*MATERIAL*

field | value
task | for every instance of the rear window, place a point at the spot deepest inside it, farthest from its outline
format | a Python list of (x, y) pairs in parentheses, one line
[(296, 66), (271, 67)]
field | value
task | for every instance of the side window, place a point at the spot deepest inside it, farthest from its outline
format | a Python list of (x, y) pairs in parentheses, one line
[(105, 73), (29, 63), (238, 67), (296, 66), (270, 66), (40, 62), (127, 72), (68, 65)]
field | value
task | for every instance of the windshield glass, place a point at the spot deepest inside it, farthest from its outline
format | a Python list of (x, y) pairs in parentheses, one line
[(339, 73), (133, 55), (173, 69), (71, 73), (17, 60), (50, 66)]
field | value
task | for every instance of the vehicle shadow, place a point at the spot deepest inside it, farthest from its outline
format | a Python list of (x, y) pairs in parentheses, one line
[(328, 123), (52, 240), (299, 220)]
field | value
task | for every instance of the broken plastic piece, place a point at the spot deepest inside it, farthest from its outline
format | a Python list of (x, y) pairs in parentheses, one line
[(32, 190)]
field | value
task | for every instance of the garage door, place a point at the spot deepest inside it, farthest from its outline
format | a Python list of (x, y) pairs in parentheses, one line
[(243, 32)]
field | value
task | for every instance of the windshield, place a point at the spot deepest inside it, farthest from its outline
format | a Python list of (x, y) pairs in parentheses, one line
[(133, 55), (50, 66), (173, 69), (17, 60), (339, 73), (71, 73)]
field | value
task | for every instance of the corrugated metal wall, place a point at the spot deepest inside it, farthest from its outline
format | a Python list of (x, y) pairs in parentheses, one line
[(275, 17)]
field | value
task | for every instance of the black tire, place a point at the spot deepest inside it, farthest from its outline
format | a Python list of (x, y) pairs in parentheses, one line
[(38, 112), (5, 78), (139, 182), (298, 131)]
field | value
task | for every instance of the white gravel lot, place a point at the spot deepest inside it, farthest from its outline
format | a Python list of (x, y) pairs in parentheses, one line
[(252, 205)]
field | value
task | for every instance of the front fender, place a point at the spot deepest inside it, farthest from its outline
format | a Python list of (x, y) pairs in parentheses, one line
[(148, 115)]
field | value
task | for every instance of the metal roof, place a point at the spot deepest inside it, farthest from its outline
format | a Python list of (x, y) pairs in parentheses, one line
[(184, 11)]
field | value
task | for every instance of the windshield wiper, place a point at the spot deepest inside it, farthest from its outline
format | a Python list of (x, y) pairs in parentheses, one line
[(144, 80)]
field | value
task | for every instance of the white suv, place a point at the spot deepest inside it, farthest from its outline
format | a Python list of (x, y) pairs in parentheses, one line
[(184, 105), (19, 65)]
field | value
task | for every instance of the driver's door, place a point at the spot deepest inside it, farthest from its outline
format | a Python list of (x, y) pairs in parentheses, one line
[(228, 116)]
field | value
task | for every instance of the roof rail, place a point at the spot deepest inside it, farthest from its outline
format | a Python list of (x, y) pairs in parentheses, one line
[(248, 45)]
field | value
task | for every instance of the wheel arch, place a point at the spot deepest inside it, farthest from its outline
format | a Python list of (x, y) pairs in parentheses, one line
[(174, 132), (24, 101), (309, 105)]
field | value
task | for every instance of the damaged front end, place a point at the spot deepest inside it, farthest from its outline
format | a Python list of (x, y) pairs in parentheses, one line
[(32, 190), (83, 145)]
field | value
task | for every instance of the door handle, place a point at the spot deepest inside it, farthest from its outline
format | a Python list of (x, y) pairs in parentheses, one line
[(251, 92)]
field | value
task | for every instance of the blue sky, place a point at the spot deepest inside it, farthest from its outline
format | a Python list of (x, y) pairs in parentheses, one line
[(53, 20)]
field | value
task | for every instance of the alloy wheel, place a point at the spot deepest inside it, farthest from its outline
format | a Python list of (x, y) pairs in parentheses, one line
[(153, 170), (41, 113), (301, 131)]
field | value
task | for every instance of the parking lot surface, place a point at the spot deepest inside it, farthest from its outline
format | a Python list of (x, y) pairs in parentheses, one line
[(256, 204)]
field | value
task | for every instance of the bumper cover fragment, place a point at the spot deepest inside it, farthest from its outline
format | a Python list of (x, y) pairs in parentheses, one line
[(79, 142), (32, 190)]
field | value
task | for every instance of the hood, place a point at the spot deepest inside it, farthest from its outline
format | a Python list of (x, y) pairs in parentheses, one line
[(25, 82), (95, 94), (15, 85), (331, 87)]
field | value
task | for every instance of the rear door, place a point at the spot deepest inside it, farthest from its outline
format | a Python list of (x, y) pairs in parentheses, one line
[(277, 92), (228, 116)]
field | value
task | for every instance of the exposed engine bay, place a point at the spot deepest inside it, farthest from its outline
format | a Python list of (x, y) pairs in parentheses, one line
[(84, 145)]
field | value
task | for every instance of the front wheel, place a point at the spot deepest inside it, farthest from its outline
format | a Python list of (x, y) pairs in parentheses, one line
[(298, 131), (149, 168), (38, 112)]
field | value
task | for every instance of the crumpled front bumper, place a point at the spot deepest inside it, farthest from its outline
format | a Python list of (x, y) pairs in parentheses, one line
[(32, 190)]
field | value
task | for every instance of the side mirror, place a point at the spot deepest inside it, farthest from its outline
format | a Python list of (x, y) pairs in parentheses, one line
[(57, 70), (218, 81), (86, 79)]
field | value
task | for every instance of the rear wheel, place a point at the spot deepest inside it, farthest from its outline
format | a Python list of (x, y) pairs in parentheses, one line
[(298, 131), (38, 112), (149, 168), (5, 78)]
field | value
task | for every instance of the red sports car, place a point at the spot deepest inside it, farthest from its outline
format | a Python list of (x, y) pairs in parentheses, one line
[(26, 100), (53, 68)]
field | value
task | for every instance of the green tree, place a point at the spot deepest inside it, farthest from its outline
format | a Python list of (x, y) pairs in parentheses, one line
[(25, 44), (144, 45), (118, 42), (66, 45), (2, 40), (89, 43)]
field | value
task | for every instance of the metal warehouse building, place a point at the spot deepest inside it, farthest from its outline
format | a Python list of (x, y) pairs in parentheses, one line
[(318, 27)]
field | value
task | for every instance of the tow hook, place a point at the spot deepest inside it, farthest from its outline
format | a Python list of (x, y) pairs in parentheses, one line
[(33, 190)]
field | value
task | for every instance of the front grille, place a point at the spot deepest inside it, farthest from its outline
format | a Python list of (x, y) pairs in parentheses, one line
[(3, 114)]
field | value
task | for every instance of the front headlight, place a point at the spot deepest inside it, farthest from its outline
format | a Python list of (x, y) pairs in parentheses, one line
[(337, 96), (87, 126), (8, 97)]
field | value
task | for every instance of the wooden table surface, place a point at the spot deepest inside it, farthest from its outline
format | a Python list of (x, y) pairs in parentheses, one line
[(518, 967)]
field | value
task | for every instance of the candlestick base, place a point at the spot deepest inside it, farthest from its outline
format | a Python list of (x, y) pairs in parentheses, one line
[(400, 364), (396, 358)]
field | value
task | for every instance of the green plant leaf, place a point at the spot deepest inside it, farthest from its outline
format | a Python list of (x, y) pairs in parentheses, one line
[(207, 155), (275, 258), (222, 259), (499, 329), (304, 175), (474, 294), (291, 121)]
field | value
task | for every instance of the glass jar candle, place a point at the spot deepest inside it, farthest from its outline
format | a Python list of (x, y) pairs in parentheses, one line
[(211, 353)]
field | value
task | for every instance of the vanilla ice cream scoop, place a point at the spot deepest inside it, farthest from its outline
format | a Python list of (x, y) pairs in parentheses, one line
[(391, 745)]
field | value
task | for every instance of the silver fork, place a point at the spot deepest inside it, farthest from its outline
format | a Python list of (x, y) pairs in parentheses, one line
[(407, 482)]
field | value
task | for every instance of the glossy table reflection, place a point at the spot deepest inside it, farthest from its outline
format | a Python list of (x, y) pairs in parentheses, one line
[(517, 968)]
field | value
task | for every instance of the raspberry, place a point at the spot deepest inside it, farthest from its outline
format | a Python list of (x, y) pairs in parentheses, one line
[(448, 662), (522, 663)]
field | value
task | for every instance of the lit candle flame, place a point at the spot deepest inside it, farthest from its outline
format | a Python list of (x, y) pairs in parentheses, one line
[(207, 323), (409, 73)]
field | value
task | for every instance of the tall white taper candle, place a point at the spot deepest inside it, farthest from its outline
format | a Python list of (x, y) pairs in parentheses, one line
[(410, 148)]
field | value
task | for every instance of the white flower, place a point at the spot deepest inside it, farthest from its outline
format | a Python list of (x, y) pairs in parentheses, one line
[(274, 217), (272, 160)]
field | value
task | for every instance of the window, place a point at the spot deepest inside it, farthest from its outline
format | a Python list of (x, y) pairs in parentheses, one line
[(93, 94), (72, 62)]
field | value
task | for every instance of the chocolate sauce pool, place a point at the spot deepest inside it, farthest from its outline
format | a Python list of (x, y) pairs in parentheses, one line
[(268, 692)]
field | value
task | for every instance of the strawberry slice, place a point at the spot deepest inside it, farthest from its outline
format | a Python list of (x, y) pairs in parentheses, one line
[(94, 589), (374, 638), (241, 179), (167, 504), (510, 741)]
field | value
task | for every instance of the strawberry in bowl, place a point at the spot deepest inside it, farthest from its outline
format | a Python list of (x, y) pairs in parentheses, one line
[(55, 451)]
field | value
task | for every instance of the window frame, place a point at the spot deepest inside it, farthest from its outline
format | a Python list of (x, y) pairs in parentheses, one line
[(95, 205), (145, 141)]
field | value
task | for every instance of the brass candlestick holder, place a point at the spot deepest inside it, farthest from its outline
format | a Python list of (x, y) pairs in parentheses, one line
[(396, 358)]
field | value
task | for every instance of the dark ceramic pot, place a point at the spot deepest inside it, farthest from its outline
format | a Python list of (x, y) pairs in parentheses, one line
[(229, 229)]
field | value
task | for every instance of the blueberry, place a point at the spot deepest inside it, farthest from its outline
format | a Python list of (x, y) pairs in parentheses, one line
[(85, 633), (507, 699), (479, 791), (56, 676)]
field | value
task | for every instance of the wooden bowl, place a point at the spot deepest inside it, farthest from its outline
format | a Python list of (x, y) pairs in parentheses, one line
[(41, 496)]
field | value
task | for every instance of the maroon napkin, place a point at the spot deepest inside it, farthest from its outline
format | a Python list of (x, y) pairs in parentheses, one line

*TASK TO CARRY OUT*
Reproduce every line of the rows above, from the first line through the line containing "[(243, 32)]", requests included, and nothing beyond that. Scale each point coordinate in the answers by 2.4, rounding to whole numbers with halves going up.

*WRITTEN SOLUTION*
field | value
task | for every instance of the rear window, place a point at the spot deepest inside it, farthest from its outline
format | a Python list of (x, y) pairs in parentheses, one line
[(710, 158), (650, 161)]
field | value
task | for every instance of the side window, place a point at the spot deepest inside it, farthest from its outline
format | a Python list of (x, y) pairs in parentheses, one line
[(252, 175), (70, 151), (571, 161), (710, 158), (648, 158), (96, 149), (305, 173), (163, 156)]
field | value
task | for every instance of the windshield glass, place a point at the spot deepest inside it, farthest from its outline
format | a Python list of (x, y) pairs in parentheses, one line
[(814, 175), (319, 132), (415, 166), (170, 175), (41, 144), (120, 158)]
field | value
task | for every instance of the vehicle shadow, place a point at the spot deepest inside it, farthest from its outline
format | a Python list of (x, y) pairs in parentheses, one line
[(787, 295), (125, 576), (718, 528)]
field | value
task | for every instance of the broken plastic piece, place a point at the spot deepest inside it, farthest from its outline
format | a Python list of (x, y) pairs in parentheses, one line
[(77, 456)]
field | value
task | for every instance of the garage door, place a point at the spot deepest inside it, farthest from its outline
format | a Python list of (x, y) pairs in parentheses, one line
[(583, 77)]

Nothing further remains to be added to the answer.